■ The task
From the lines below, pick out each one that contains the string "bridge" and copy it in full.

■ Extracted information
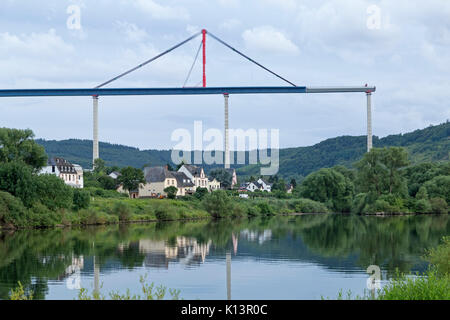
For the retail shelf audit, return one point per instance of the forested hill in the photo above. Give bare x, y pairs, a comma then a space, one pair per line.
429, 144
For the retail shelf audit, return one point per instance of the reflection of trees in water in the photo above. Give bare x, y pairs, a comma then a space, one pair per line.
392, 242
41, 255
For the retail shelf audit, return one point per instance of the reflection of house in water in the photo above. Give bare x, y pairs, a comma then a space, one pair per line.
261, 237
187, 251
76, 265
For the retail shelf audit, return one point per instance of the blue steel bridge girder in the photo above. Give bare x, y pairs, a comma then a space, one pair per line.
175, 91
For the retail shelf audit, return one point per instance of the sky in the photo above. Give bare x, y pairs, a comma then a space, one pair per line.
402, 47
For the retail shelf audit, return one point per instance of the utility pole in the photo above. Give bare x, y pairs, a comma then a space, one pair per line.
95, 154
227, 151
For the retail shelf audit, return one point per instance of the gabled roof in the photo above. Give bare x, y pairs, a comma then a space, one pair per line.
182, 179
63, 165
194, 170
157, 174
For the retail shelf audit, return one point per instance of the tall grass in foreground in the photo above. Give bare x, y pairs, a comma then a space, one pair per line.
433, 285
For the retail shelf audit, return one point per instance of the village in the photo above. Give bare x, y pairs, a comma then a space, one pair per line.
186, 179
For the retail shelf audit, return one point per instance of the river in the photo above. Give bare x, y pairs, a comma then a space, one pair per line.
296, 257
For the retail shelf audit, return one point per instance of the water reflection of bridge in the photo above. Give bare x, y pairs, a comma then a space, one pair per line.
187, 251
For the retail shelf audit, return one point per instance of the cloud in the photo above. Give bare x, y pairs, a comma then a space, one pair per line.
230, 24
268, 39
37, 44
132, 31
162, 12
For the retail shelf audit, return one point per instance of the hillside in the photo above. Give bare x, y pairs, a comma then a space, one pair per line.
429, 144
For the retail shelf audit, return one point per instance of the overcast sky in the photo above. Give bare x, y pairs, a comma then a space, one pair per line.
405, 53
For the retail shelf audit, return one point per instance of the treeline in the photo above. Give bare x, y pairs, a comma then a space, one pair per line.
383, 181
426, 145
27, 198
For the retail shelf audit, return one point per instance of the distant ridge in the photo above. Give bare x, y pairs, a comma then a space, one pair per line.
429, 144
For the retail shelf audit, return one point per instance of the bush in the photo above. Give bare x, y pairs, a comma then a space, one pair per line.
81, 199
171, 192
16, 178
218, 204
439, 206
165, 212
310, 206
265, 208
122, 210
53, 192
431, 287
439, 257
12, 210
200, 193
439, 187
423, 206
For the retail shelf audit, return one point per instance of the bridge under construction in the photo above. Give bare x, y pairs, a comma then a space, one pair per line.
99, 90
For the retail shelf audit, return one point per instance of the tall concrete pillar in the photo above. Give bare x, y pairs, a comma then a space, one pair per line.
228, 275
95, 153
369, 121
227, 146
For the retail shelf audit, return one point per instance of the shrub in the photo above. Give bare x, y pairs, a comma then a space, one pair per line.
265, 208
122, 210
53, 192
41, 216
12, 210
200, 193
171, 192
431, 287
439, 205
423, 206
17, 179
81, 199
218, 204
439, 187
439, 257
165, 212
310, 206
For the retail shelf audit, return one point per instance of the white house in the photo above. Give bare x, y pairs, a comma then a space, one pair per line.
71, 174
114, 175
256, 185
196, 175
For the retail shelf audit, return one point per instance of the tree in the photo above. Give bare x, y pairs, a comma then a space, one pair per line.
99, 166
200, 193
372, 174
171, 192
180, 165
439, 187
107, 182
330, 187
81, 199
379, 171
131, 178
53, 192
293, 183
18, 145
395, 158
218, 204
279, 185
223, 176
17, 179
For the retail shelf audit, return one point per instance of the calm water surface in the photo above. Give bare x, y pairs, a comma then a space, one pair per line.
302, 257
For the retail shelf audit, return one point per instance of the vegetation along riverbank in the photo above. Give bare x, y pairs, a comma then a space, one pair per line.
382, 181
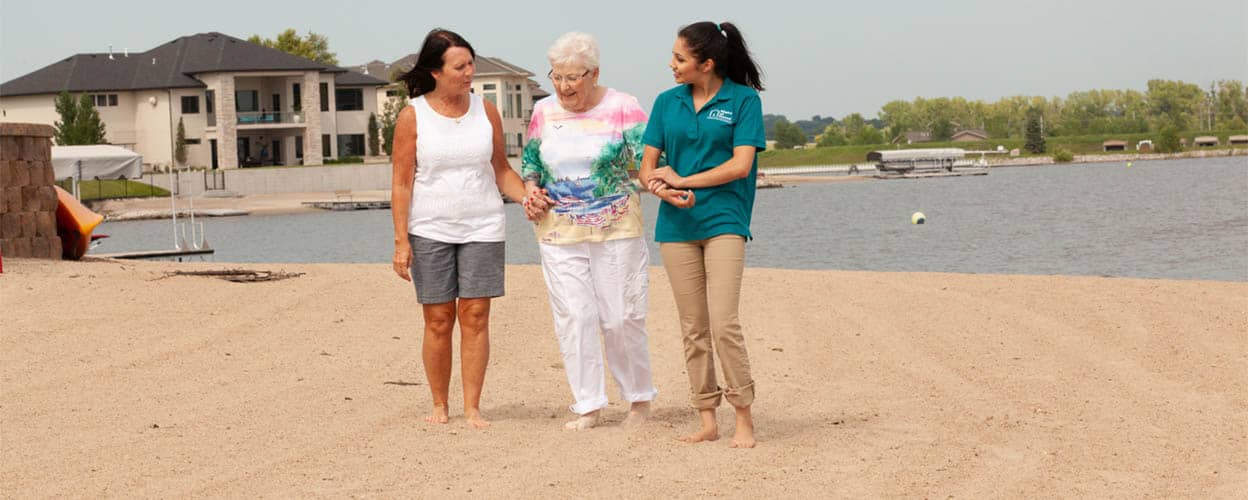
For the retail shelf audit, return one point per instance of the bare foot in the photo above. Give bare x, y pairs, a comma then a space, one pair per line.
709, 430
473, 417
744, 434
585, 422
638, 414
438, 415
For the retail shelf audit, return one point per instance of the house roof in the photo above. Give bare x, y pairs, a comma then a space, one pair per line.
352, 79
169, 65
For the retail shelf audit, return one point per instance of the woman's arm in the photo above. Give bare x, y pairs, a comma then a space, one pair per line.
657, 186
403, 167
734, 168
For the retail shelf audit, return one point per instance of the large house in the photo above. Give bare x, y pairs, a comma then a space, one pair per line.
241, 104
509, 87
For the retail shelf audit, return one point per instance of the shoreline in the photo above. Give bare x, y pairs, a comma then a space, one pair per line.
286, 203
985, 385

---

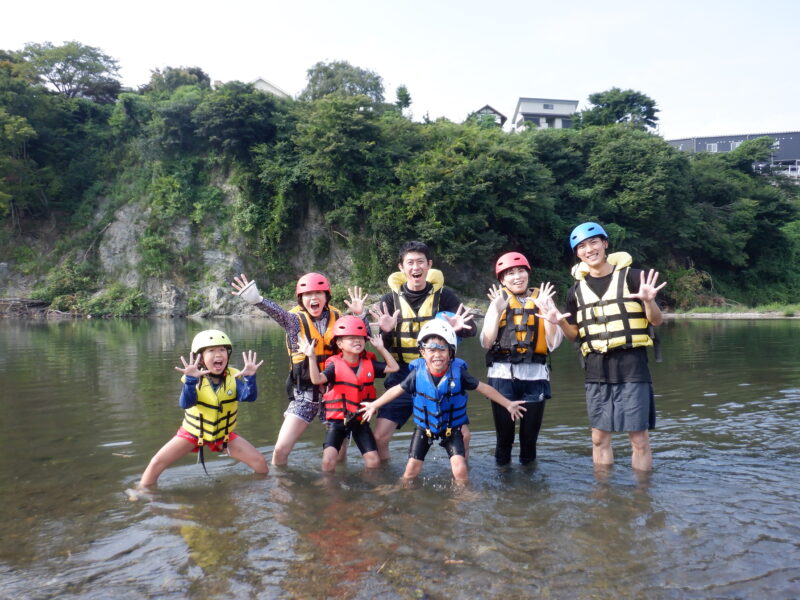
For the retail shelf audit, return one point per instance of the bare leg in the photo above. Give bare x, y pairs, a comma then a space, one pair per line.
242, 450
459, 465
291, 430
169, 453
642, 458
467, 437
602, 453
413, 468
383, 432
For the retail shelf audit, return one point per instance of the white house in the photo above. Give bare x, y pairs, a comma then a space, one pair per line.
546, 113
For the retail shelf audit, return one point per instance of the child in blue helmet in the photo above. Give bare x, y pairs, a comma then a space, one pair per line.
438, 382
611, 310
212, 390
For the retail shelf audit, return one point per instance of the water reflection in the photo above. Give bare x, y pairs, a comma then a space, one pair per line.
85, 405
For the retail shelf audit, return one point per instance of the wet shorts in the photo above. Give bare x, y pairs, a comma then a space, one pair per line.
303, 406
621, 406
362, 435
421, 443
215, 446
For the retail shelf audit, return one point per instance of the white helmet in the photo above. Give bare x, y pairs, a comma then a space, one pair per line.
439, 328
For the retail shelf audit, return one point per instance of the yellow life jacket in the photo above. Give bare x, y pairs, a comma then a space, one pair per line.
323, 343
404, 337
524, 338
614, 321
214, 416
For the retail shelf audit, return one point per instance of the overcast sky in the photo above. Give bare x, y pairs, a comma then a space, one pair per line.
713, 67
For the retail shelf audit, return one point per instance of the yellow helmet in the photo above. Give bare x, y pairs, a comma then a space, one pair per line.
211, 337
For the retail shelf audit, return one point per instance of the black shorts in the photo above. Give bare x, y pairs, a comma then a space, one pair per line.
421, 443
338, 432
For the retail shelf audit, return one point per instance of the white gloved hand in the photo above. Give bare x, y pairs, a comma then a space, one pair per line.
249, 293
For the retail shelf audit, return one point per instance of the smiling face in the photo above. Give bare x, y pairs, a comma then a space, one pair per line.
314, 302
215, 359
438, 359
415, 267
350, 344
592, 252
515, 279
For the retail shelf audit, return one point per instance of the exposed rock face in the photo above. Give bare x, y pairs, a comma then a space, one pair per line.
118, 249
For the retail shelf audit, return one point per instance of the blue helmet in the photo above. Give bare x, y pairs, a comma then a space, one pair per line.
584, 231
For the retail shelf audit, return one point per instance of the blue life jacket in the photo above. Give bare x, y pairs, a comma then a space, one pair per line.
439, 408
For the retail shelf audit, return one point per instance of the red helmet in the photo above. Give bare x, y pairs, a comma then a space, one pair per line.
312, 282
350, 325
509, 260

...

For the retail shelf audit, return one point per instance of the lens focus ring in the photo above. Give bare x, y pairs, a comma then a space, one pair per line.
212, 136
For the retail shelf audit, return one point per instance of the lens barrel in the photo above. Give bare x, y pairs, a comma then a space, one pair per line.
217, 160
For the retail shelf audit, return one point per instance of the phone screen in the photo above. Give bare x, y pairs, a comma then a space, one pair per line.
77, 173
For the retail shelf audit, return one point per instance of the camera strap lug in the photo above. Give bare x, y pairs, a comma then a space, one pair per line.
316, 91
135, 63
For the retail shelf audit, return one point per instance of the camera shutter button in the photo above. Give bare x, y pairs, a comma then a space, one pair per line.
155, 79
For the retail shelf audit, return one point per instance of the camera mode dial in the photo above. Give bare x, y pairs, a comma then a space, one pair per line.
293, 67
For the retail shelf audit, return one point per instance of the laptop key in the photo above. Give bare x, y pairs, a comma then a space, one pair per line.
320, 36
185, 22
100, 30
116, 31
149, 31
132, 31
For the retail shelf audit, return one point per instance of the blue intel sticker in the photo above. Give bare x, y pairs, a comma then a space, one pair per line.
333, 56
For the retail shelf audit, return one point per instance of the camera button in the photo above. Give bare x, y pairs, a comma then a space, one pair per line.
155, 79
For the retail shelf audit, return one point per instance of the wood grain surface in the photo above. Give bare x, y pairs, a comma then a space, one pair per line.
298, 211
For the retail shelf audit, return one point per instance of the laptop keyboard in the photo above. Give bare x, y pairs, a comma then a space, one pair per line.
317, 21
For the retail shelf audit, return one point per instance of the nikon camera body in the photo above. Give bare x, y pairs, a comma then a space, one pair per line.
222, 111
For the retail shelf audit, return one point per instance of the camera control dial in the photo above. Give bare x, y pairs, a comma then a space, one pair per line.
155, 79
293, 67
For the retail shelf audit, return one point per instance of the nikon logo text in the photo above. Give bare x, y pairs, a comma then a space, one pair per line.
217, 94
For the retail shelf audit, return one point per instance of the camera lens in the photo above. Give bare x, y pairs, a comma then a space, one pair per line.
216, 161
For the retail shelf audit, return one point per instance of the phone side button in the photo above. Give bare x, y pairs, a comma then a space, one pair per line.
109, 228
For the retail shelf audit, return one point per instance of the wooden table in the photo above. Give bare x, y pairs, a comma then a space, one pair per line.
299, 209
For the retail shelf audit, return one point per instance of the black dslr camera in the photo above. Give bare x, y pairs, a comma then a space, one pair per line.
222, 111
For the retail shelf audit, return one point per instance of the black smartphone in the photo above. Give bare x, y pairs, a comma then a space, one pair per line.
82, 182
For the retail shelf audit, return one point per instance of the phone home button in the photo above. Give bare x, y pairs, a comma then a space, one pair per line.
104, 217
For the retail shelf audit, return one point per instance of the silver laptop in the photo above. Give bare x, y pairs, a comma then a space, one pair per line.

■ Answer to the task
For the retail shelf audit, return one point per instance of the blue steel bridge girder in the photo above. Give bare x, y pairs, a comma then a space, one pair per line.
For the retail shelf audit, return one point per instance of the water reflection of bridge in the photo above. Give bare x, y pairs, a comma then a space, one pair per line.
For the retail shelf audit, return one point per instance of the bridge under construction in the photo above. Give bare x, y pairs, a comma then a space, one pair per line.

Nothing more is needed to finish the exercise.